● WHAT TO WORK ON: Reproduce without alteration the lines of the items from the one containing "flaxen tail and record integer pixel coordinates." through the final line of the items, including both ends.

● GIVEN RECORDS:

-----

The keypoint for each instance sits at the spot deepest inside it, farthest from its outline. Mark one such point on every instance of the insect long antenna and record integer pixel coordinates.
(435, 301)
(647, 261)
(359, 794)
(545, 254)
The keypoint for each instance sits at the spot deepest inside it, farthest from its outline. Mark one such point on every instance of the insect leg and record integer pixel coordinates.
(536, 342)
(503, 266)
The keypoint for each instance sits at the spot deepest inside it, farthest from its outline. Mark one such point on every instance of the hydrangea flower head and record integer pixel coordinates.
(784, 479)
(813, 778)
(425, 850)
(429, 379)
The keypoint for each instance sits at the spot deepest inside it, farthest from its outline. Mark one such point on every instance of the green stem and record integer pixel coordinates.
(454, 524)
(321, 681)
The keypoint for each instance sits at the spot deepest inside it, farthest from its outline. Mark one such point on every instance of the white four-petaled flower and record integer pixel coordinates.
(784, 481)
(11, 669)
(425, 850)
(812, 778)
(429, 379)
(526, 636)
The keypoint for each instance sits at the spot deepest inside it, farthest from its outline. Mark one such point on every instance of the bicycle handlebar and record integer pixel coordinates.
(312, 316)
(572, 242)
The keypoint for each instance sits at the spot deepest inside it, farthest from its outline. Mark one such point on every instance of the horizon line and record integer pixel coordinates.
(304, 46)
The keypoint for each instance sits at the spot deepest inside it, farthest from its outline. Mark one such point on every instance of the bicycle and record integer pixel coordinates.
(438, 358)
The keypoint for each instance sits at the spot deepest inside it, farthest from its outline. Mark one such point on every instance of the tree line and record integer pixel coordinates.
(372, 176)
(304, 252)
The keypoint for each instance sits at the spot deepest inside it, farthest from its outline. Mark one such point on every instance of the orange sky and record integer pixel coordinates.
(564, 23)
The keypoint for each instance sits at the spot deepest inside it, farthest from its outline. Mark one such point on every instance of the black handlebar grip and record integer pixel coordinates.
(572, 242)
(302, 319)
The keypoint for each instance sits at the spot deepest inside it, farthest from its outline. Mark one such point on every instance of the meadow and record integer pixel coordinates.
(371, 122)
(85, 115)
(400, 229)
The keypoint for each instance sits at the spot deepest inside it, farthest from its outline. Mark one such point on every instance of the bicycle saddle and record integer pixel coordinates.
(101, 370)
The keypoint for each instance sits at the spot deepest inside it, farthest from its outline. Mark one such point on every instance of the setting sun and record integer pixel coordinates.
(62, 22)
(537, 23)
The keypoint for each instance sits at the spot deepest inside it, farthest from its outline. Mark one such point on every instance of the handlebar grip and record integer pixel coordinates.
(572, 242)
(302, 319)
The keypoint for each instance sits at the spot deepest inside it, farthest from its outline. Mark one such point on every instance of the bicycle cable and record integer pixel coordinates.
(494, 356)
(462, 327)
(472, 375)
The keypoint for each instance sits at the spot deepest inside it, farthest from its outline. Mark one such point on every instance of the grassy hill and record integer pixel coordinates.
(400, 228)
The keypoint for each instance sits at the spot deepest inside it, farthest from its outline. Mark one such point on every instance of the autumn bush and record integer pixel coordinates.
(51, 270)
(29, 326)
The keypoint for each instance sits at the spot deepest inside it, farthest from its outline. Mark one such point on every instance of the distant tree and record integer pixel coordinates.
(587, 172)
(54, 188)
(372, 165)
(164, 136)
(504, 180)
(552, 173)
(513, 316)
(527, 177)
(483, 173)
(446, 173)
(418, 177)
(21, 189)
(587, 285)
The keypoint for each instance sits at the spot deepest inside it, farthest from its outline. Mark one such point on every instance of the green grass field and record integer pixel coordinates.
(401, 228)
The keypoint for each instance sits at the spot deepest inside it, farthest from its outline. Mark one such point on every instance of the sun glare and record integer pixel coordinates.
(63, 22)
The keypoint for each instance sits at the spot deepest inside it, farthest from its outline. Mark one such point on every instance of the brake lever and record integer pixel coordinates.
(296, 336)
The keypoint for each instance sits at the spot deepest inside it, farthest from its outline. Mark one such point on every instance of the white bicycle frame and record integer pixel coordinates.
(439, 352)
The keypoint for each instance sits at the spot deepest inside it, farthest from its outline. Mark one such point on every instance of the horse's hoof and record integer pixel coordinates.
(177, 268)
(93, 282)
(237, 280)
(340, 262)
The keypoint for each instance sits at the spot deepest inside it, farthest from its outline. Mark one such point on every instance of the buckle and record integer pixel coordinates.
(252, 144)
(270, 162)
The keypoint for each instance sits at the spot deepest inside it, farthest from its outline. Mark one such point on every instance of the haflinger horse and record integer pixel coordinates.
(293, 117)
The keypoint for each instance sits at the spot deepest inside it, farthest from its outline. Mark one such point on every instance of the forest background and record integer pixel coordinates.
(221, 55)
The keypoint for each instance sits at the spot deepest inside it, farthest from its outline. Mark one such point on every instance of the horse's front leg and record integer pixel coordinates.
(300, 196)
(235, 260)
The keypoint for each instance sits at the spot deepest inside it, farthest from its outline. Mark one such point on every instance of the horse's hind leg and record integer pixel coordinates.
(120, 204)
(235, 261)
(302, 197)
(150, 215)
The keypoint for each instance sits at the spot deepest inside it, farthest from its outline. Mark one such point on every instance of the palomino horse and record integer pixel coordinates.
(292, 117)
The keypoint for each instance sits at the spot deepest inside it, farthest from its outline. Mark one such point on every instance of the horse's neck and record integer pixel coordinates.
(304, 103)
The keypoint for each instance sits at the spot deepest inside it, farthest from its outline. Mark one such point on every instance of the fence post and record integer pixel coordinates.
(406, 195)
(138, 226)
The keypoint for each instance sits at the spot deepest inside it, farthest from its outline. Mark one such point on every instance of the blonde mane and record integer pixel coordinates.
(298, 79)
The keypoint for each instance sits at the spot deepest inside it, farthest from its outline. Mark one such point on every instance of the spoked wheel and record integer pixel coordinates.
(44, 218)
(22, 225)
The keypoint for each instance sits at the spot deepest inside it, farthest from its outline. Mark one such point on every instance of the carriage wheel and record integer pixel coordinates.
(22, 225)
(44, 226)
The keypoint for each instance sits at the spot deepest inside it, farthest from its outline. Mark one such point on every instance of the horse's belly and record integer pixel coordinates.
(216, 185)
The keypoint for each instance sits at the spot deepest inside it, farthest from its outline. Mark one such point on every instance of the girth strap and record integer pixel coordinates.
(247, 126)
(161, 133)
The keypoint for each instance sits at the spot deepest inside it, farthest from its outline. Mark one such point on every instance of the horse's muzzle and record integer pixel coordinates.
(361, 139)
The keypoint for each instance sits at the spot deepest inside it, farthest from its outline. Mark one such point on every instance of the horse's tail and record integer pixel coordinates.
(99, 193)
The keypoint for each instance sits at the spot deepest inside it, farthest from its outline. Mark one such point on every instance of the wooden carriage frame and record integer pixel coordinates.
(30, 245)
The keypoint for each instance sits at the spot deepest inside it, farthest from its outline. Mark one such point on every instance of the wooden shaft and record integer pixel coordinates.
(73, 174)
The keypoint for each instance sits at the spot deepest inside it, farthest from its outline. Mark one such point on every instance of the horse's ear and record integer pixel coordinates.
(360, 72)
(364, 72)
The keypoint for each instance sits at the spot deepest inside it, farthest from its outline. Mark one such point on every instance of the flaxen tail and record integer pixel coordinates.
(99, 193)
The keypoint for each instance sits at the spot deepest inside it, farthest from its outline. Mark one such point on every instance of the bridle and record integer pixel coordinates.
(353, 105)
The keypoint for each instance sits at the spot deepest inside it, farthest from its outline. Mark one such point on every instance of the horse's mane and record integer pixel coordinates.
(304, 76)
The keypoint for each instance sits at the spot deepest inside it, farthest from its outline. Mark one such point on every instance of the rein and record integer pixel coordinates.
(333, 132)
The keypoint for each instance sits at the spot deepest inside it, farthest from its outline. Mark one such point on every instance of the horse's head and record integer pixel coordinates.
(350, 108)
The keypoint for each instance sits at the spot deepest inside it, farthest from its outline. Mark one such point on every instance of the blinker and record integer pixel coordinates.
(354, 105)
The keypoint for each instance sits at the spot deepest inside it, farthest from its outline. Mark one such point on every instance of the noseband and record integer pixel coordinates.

-----

● RESPONSE TO THIS EXERCISE:
The keypoint for each instance sits at the spot deepest inside it, farthest from its outline. Mark one such point on every instance of the flaxen tail and record integer pixel coordinates.
(99, 193)
The keypoint for each instance sits at the spot deepest inside it, farthest from its outline. Mark one such point on every instance of the bridle and record integer pixel coordinates.
(353, 105)
The keypoint for each instance sits at the spot deepest inside it, farthest from its outline. Mark one such point on every instance of the horse's mane and record integer pixel coordinates.
(304, 76)
The keypoint for each instance sits at the spot deepest inside it, farthest from its outline. Mark one such point on every instance of the rein and record integer pixel coordinates.
(333, 132)
The keypoint for each instance sits at the spot deepest inside it, farthest from its outline. Mark one such point on every instance of the horse's head and record integer pixel coordinates.
(350, 108)
The keypoint for each instance sits at the spot deepest inside it, farthest from its outline. Mark one such point on every instance of the blinker and record integer pixel coordinates.
(354, 105)
The keypoint for each instance sits at the spot deepest inside it, farthest from its outline. Mark one such point on every instance of the noseband and record integer pixel coordinates.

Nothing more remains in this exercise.